* Set exercise: Gather every line in the listing below that contains the string "athlete", and copy each of those lines in full.

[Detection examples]
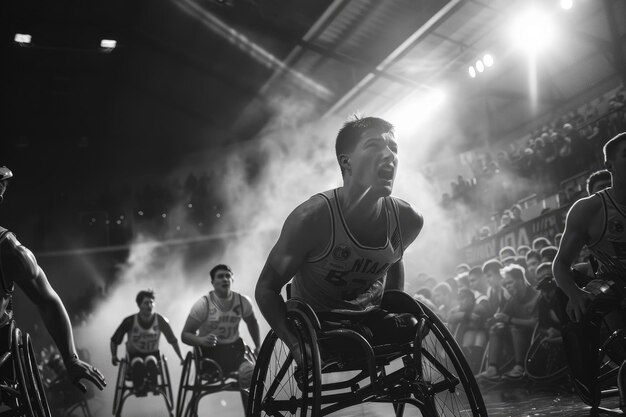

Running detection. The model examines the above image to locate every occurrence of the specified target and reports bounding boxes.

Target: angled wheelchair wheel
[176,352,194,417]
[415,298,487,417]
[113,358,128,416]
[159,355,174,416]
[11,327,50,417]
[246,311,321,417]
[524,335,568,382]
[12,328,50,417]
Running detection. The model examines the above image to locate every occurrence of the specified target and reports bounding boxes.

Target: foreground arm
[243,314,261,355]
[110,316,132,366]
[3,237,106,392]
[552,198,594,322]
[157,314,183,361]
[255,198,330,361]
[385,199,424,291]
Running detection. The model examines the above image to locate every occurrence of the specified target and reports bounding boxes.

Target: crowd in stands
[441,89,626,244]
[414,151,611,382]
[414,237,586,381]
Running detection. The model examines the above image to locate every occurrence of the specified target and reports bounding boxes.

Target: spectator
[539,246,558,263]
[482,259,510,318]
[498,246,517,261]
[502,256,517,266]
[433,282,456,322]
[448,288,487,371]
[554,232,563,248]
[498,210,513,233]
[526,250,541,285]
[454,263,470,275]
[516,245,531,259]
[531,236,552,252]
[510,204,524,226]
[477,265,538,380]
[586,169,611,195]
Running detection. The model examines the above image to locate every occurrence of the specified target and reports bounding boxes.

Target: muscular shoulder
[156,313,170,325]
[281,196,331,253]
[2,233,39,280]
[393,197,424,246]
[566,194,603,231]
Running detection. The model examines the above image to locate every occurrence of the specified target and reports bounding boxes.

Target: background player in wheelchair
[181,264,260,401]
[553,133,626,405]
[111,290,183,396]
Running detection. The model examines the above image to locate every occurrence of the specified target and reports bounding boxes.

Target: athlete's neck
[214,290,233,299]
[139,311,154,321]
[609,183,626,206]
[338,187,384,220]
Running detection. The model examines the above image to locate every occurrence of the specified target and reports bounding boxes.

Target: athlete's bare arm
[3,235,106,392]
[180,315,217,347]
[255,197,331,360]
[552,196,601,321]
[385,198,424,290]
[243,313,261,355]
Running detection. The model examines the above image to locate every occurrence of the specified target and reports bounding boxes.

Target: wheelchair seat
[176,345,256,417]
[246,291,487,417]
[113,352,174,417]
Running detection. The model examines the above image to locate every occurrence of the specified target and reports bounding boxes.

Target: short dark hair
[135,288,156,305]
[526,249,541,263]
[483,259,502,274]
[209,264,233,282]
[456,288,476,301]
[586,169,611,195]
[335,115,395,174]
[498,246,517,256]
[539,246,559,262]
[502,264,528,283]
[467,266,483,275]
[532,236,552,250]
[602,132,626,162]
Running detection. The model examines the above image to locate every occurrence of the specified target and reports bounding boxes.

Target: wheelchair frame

* * *

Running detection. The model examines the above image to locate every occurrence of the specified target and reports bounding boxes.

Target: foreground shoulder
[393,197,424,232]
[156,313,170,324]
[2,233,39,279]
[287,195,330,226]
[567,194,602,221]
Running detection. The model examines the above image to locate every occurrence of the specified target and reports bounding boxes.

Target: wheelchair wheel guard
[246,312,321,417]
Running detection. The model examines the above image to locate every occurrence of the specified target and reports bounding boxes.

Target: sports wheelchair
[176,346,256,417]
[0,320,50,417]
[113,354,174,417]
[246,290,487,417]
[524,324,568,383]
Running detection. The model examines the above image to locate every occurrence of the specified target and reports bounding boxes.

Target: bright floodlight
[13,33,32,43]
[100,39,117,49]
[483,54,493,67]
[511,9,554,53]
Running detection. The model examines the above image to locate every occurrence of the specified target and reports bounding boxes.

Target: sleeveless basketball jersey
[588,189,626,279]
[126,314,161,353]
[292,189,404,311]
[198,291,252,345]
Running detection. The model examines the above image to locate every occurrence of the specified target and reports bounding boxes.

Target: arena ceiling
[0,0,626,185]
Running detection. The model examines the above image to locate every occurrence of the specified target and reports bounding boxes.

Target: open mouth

* Solution for this problem:
Target: athlete's neck
Target: athlete's bare arm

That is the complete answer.